_Task to complete_: Rewrite every item below as a JSON list of strings, one string per line and with blank lines dropped. Leave the pictures out of your answer.

Dataset records:
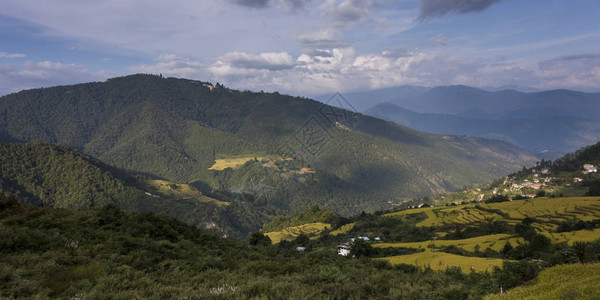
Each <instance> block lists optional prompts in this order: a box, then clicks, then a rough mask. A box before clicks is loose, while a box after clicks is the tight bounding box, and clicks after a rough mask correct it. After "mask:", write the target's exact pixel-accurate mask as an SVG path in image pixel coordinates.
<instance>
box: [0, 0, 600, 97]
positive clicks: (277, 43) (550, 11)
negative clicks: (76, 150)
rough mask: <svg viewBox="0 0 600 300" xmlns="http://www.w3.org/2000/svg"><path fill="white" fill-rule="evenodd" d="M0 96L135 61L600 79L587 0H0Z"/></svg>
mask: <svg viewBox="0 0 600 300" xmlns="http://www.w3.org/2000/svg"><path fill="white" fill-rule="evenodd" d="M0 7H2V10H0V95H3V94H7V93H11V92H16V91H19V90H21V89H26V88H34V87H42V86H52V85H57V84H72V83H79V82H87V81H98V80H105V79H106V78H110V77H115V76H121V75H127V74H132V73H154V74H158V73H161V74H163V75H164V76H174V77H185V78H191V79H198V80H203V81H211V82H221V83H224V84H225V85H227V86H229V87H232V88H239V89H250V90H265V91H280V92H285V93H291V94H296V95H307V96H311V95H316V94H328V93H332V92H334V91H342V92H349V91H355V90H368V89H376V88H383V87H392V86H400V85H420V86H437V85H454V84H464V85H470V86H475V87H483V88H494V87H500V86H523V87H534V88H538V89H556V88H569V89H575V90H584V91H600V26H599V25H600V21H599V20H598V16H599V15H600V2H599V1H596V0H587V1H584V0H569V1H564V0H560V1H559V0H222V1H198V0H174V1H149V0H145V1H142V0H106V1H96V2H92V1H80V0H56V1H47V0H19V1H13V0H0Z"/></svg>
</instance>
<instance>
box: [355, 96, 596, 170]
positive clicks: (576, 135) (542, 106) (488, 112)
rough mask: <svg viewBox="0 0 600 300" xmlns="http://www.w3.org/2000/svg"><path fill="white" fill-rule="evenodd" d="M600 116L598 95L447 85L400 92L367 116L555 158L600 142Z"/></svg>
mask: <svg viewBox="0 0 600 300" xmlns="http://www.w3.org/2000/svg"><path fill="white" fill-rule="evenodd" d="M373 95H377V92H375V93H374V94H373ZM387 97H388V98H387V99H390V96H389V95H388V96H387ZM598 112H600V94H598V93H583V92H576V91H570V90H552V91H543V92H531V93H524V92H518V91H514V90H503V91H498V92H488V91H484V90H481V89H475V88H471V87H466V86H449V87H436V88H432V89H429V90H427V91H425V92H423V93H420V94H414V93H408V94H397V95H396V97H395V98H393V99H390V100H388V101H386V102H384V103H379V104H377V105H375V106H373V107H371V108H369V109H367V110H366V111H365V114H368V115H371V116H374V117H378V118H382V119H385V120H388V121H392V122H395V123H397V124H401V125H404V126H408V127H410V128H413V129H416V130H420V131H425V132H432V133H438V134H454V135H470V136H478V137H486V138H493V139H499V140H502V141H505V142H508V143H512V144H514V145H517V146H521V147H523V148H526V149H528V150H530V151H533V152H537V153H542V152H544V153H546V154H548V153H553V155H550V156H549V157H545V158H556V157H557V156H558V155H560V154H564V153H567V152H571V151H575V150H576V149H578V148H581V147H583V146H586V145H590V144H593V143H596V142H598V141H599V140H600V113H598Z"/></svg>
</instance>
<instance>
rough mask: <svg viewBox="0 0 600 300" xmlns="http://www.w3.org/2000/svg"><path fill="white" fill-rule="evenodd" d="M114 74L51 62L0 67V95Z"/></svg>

_Solution_:
[
  "Each <instance> block lists optional prompts in this order: a box, then clicks, then a rough mask. A box before clicks is loose, while a box after clicks is the tight bounding box, and clicks after a rough mask correct it. After \"mask:\", write the target's exact pixel-accurate mask as an SVG path in image pixel coordinates.",
  "<instance>",
  "box: [0, 0, 600, 97]",
  "positive clicks: (277, 43) (550, 11)",
  "negative clicks: (76, 150)",
  "rough mask: <svg viewBox=\"0 0 600 300\" xmlns=\"http://www.w3.org/2000/svg\"><path fill=\"white\" fill-rule=\"evenodd\" d=\"M0 96L135 61L600 79L587 0H0Z\"/></svg>",
  "mask: <svg viewBox=\"0 0 600 300\" xmlns=\"http://www.w3.org/2000/svg\"><path fill=\"white\" fill-rule=\"evenodd\" d=\"M0 7H2V10H0V95H3V94H7V93H11V92H16V91H19V90H21V89H26V88H34V87H42V86H52V85H57V84H72V83H79V82H87V81H98V80H105V79H106V78H110V77H115V76H121V75H127V74H132V73H154V74H158V73H161V74H163V75H164V76H174V77H185V78H191V79H198V80H203V81H211V82H221V83H224V84H225V85H227V86H229V87H232V88H239V89H250V90H265V91H280V92H285V93H291V94H296V95H307V96H311V95H316V94H328V93H332V92H334V91H342V92H349V91H355V90H368V89H376V88H383V87H392V86H400V85H420V86H437V85H454V84H464V85H470V86H475V87H483V88H494V87H500V86H523V87H534V88H538V89H556V88H569V89H575V90H584V91H600V26H599V25H600V21H599V20H598V16H599V15H600V2H599V1H596V0H587V1H584V0H569V1H564V0H560V1H559V0H222V1H198V0H174V1H149V0H145V1H142V0H106V1H96V2H92V1H80V0H56V1H47V0H19V1H13V0H0Z\"/></svg>",
  "</instance>",
  "<instance>",
  "box: [355, 96, 596, 170]",
  "positive clicks: (576, 135) (542, 106) (488, 112)",
  "rough mask: <svg viewBox=\"0 0 600 300\" xmlns=\"http://www.w3.org/2000/svg\"><path fill=\"white\" fill-rule=\"evenodd\" d=\"M600 116L598 95L447 85L400 92L367 116L555 158L600 142Z\"/></svg>",
  "mask: <svg viewBox=\"0 0 600 300\" xmlns=\"http://www.w3.org/2000/svg\"><path fill=\"white\" fill-rule=\"evenodd\" d=\"M373 95H377V92H375V93H374V94H373ZM387 97H388V98H387V99H390V96H389V95H388V96H387ZM598 112H600V94H598V93H583V92H576V91H570V90H552V91H543V92H531V93H524V92H518V91H514V90H503V91H498V92H488V91H484V90H481V89H475V88H471V87H466V86H449V87H436V88H432V89H429V90H427V91H425V92H423V93H420V94H414V93H408V94H397V95H396V97H395V98H393V99H390V100H388V101H386V102H384V103H379V104H377V105H375V106H373V107H371V108H369V109H367V110H366V111H365V114H368V115H371V116H374V117H378V118H382V119H385V120H388V121H392V122H395V123H397V124H401V125H404V126H408V127H410V128H413V129H416V130H420V131H425V132H432V133H438V134H454V135H470V136H478V137H486V138H493V139H499V140H502V141H505V142H508V143H512V144H514V145H517V146H521V147H523V148H526V149H528V150H530V151H533V152H537V153H542V152H544V153H546V154H548V153H553V155H550V156H549V157H545V158H556V157H557V156H558V155H560V154H564V153H567V152H571V151H575V150H576V149H578V148H581V147H583V146H586V145H590V144H593V143H596V142H598V141H599V140H600V113H598Z\"/></svg>",
  "</instance>",
  "<instance>",
  "rough mask: <svg viewBox=\"0 0 600 300\" xmlns=\"http://www.w3.org/2000/svg\"><path fill=\"white\" fill-rule=\"evenodd\" d=\"M114 74L51 62L0 67V95Z\"/></svg>"
]